REQUEST:
Rewrite the lines below with "keypoint" changed to "marker" throughout, leaving everything else unchanged.
>> Start
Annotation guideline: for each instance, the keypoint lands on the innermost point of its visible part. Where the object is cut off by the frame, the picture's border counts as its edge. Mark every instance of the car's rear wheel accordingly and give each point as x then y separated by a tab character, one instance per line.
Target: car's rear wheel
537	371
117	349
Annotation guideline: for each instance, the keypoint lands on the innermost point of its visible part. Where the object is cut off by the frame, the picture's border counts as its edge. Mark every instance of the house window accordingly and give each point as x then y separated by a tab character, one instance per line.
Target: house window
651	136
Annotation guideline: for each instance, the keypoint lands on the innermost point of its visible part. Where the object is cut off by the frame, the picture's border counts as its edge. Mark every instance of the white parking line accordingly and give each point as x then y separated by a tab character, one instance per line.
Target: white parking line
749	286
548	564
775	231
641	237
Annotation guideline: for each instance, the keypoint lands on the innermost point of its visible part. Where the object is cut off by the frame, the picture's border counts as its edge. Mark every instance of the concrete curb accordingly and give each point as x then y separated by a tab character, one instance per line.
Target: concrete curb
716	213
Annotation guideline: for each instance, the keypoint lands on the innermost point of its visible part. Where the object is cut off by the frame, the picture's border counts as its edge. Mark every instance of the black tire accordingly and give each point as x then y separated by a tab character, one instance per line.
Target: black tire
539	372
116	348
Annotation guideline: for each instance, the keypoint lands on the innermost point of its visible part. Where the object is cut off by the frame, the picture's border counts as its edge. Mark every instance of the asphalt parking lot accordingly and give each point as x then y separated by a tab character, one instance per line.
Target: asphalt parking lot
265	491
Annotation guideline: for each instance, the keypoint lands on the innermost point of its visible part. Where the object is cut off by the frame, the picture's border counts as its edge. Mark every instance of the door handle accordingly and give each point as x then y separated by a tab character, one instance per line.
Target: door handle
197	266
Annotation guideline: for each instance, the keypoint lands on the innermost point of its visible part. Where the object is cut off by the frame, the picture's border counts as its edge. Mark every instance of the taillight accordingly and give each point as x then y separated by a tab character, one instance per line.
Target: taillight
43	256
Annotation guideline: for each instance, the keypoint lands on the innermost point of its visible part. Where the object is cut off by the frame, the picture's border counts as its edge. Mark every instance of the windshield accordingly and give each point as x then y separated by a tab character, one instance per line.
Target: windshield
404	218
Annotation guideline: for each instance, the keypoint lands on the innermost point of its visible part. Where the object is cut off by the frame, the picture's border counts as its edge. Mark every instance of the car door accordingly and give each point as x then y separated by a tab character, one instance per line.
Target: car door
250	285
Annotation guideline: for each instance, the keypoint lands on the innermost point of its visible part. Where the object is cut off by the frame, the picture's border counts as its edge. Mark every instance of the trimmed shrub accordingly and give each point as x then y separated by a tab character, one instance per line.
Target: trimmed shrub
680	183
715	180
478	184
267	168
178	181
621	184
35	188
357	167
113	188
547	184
>> End
CORRECT RESPONSE:
Annotation guideline: for each instance, the marker lands on the innermost point of its visible part. Where the object is cut off by the frame, the picture's border counts as its edge. Mark every instance of the car's rear wheel accordingly and give each point as x then y separated by a tab character, one instance per line.
Target: car's rear wheel
537	371
117	349
Annotation guideline: for each instance, the marker lands on the innermost point of its visible part. Where the object is cut off by the frame, the picture's border counts as its edge. Mark every instance of the house window accordingly and give each point as x then y separated by a tab character, one instance per line.
Target: house window
651	136
Annotation guideline: for each instance, the marker lands on the innermost point of its visible part. Where the object is cut off by the frame, the picture's border counts as its edge. Mark every instance of the white parking line accordingly and give each point as x then y separated by a tab character, one instance per line.
Target: white parking line
749	286
548	564
775	231
641	237
Annotation guideline: for each instance, the marker lands on the innermost point of its visible part. Where the object is cut off by the frame, the picture's border counts as its edge. Mark every instance of the concrete curb accordingly and give each point as x then y separated by a tab character, one instance per line.
Target: concrete curb
716	213
Annotation guideline: for each instance, the marker lands on the innermost point of its visible part. Where the object is cut off by the frame, the picture's border counts as its edge. Mark every instance of the black tire accordingly and give each point as x then y separated by a tab character, one instance per line.
Target: black tire
539	372
116	348
Annotation guideline: for each instance, the marker lands on the innermost point of its visible part. Where the object is cut off by the frame, the picture's border counts as its edge. Mark every instance of the asphalt parking lot accordingly and give each point as x then y separated by a tab character, one instance per line.
Target: asphalt parking lot
265	491
Annotation guideline: for each instance, the marker lands on the innermost point of its visible part. Where the object is cut off by the frame, the picture's border counts as its edge. Mark every instance of the door handle accordingly and give each point as x then y separated by a tab character, one instance per line.
Target: door handle
197	266
Annotation guideline: for each instance, the marker lands on the innermost point of its visible part. Where the object is cut off by the frame, the picture's border counts as its edge. Mark every instance of the taillight accordingly and give each point as x then y separated by a tab character, one instance per line.
Target: taillight
43	256
Annotation guideline: for each instance, the marker lands on the innermost point of its visible part. Where the object is cut off by the frame, the picture's border counts as its edge. Mark every instance of the windshield accordingly and give each point as x then y separated by a tab character, one instance per line.
Target: windshield
404	218
Annotation guideline: for each instance, the marker lands on the innermost point of its visible part. Where the object is cut off by the frame, the picture's border counts as its edge. Mark every instance of the car door accordingly and give each point as x then y separated by a tab character, one instance per line.
Target: car door
250	285
Annotation guideline: for each instance, the marker lands on the innermost point of its visible part. Where the object is cut off by the frame, the picture's border counts as its edge. Mark every instance of the trimmed shrub accordingly and give each point as x then y separated by a tab character, one instance per line.
Target: trimmed shrub
680	183
715	180
478	184
267	168
178	181
621	184
35	188
357	167
113	188
547	184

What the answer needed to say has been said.